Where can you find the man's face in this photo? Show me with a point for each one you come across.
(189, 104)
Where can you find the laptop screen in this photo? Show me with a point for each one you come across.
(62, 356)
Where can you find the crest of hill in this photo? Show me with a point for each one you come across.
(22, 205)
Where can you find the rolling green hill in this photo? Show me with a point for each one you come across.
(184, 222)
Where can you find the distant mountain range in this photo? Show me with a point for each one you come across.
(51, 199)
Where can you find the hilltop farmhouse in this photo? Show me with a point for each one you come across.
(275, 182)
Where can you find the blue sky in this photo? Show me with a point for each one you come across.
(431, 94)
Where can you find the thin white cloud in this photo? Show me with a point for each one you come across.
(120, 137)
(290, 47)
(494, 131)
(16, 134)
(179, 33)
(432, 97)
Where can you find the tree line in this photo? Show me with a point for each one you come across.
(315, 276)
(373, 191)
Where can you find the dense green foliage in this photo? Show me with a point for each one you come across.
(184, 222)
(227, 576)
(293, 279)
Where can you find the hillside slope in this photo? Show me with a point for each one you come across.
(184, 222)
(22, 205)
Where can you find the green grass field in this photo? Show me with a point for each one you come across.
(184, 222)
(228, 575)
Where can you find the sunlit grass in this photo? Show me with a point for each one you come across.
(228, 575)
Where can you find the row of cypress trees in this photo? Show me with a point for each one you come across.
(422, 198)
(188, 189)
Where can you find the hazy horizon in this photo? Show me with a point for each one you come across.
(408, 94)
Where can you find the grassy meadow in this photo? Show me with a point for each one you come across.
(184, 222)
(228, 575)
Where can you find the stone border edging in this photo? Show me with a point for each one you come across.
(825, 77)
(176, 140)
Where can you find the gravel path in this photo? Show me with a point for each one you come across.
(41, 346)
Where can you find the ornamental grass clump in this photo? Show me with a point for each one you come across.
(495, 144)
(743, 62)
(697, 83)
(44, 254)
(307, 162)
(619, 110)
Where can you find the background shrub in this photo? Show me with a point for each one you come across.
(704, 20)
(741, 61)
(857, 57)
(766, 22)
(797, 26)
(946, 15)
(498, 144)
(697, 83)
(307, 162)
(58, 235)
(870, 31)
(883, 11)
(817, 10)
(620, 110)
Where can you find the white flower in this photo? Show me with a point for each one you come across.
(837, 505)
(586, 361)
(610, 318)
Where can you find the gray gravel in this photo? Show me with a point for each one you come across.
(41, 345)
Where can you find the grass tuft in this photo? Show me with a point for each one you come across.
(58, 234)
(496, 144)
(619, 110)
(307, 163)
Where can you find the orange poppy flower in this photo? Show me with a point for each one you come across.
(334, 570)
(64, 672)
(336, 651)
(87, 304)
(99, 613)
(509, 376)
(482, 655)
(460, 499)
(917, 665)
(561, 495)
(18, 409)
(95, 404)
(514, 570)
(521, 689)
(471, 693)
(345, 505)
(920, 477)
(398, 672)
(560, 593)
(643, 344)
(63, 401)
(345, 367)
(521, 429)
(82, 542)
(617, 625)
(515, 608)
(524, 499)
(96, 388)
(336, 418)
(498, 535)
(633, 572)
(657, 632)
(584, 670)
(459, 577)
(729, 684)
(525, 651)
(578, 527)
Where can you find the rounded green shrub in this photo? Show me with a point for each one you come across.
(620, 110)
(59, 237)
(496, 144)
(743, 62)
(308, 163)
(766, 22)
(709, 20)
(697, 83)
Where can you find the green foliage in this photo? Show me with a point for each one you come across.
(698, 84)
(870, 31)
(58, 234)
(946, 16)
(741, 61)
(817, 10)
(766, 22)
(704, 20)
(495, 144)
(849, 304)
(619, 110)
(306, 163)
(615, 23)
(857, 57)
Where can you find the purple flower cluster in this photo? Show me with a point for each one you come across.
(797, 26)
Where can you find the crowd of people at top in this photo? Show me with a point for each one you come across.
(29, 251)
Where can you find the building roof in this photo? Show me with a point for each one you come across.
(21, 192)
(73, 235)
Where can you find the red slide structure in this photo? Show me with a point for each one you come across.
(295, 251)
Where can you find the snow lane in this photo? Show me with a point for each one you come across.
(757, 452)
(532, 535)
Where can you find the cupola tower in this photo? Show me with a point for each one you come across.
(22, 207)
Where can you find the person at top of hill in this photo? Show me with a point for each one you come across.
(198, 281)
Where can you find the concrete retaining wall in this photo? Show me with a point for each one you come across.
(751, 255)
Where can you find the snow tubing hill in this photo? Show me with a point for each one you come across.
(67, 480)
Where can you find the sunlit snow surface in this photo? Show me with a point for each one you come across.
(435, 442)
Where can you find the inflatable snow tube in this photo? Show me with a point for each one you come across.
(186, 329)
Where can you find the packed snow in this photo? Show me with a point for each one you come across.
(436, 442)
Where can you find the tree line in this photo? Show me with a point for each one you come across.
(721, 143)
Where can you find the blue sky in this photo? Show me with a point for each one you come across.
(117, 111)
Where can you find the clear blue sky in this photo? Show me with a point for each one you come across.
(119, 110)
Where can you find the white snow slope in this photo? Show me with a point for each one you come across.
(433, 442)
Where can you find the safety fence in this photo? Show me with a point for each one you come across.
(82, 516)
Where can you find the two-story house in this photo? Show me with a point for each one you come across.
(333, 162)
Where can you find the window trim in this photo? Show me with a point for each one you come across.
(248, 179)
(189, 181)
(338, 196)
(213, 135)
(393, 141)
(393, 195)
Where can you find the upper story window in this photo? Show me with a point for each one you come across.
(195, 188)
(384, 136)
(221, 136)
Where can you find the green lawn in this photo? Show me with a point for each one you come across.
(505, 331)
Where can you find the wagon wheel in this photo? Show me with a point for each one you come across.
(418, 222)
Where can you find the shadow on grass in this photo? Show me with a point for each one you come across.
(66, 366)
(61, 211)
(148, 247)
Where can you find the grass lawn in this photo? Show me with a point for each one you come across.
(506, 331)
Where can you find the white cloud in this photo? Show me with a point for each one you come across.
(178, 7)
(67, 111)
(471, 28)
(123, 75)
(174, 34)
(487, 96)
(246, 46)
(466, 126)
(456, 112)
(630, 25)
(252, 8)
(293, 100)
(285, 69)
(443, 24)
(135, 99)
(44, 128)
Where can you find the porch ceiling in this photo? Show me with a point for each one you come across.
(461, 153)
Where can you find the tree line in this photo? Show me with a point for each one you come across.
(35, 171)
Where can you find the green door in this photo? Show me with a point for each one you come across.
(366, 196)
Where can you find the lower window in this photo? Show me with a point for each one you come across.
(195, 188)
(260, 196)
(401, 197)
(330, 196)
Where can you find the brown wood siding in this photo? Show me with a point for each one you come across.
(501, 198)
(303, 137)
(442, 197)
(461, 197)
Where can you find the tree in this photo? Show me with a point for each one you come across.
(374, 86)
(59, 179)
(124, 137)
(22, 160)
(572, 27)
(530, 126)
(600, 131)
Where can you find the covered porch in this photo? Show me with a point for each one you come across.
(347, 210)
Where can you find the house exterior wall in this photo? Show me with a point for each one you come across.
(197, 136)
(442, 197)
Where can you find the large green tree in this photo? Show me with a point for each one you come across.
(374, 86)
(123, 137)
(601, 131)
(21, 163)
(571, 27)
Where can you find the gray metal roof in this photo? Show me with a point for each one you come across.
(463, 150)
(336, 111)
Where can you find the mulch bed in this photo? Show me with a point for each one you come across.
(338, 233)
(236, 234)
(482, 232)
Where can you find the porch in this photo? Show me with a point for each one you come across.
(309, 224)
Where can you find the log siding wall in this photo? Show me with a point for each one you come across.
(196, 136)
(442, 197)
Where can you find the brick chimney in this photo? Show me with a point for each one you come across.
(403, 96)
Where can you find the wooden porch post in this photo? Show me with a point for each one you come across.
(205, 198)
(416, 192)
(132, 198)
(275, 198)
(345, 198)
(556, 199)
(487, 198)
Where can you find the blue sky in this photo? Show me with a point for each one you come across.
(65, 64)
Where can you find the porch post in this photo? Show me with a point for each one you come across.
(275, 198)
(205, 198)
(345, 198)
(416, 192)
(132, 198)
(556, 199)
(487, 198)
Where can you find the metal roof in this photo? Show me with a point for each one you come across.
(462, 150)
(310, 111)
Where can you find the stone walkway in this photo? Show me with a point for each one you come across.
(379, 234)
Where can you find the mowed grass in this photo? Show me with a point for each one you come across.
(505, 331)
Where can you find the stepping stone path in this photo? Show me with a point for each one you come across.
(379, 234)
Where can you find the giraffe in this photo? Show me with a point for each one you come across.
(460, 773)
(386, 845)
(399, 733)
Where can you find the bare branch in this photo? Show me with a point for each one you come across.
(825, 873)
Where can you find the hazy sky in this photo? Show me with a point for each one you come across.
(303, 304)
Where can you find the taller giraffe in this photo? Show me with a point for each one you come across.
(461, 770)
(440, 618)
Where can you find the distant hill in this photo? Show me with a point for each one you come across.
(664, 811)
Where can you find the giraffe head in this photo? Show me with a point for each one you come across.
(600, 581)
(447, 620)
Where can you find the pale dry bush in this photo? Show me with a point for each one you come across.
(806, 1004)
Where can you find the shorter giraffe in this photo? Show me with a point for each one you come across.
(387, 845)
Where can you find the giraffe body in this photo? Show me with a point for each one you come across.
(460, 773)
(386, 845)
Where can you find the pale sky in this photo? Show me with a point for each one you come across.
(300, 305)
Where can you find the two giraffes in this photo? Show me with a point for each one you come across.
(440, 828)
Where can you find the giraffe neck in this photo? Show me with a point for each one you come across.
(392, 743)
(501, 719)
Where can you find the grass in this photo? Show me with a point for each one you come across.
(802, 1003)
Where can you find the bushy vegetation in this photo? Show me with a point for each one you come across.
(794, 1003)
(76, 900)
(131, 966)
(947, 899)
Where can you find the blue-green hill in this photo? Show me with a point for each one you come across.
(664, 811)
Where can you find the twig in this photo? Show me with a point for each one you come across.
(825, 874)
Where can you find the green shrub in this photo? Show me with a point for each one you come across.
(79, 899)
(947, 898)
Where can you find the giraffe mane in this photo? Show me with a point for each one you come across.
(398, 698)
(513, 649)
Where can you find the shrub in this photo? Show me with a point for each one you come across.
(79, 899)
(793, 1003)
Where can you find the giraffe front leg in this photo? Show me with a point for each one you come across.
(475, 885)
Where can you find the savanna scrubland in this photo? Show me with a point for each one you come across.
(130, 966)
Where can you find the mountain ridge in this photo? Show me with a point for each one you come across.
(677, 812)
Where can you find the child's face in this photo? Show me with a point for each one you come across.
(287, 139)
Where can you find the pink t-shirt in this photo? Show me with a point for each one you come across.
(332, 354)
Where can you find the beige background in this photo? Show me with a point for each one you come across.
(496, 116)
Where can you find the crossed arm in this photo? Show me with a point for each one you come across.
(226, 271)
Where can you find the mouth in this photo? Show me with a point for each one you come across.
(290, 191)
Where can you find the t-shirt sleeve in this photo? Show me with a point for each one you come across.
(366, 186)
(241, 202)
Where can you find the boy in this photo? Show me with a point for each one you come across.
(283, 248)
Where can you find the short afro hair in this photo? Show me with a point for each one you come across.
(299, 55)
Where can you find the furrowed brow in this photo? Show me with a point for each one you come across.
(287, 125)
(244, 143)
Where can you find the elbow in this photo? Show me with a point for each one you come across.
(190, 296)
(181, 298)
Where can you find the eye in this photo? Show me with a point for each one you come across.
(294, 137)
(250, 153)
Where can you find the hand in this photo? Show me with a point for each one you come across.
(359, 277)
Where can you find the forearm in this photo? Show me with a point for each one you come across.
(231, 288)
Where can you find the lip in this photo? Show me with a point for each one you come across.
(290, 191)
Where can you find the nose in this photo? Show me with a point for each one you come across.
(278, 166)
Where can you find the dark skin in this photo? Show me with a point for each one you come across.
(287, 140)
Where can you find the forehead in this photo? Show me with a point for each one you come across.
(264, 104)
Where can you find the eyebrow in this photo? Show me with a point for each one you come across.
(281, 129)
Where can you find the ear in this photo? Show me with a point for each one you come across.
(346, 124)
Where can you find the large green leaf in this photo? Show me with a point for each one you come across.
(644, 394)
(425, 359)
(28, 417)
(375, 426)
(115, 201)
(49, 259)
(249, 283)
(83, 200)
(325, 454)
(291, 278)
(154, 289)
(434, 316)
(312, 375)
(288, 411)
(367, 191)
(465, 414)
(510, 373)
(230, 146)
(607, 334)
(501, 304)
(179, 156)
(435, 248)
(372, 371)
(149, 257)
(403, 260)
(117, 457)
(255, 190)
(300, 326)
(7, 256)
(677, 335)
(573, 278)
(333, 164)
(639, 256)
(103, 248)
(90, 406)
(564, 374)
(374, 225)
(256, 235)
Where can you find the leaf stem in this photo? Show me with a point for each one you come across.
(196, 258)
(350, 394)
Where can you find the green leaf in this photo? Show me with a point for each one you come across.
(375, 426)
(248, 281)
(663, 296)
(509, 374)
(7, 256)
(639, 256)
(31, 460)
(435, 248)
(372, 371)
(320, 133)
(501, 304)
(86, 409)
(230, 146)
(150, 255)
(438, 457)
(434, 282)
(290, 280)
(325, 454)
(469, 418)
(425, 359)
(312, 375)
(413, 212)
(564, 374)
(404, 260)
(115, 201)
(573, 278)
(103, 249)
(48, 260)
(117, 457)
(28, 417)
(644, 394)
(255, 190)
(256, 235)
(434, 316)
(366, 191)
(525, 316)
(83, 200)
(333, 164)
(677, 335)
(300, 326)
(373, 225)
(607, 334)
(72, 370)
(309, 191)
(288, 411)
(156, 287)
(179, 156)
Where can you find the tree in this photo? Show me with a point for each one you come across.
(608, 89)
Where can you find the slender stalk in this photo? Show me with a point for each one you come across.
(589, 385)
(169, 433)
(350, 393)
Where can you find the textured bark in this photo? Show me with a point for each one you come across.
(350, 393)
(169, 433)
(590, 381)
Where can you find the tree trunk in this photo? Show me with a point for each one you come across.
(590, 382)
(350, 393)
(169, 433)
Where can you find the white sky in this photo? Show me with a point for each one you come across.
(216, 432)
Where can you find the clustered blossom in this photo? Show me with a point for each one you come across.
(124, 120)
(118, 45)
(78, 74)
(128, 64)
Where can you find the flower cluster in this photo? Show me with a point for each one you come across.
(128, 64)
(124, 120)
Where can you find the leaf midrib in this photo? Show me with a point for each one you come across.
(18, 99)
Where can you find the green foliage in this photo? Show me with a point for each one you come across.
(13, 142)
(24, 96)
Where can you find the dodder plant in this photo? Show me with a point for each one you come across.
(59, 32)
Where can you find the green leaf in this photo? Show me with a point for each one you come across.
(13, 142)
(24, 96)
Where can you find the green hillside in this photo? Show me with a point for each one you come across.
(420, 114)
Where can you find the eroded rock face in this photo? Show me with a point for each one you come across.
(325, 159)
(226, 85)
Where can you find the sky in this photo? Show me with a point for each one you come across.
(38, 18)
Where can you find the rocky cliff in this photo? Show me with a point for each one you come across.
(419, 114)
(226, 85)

---

◆ Task prompt ◆
The line containing "Where can you find the flower" and every line after it, through the end of the records, should be repeated exactly and alone.

◆ Task solution ◆
Where can you find the flower cluster in this photo? Show me with a point for each one you come across.
(128, 64)
(124, 120)
Where can you find the leaf midrib in this photo? Show me with a point for each one you come across.
(18, 99)
Where can you find the green foliage in this photo? Show me with a point for each one you come across.
(13, 142)
(24, 96)
Where can you find the dodder plant in this photo? Show me with a point for each one you come across.
(59, 32)
Where can you find the green leaf in this photo? Show me with a point for each one you come across.
(13, 142)
(24, 96)
Where can you find the green hillside in this photo? Show me with a point for each one you come across.
(420, 114)
Where can you find the eroded rock face in this photo? Show me with a point for each one you come across.
(325, 159)
(226, 85)
Where can you find the sky in this photo? Show me with a point for each one you come across.
(38, 18)
Where can you find the rocky cliff in this photo? Show me with a point for each one you come across.
(419, 114)
(226, 85)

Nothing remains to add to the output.